» 依頼文: 「Mark each instance of the tall」を含む行から「x=295 y=361」を含む行まで、両端の行も含めて一字一句変えずに出力してください。

------ 演習用データ

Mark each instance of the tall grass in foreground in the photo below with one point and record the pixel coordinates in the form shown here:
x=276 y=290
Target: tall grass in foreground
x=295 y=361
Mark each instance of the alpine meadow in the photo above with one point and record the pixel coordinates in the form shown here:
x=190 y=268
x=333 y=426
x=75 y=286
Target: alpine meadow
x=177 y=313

------------
------ 演習用データ

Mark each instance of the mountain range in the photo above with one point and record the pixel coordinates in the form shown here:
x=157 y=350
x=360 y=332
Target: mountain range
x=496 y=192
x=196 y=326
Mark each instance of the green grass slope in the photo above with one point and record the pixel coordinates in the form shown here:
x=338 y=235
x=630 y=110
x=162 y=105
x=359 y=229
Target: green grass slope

------------

» 解答:
Mark each instance of the tall grass in foreground in the photo below with one point and record the pixel coordinates in the form shown here:
x=276 y=290
Target: tall grass in foreground
x=295 y=361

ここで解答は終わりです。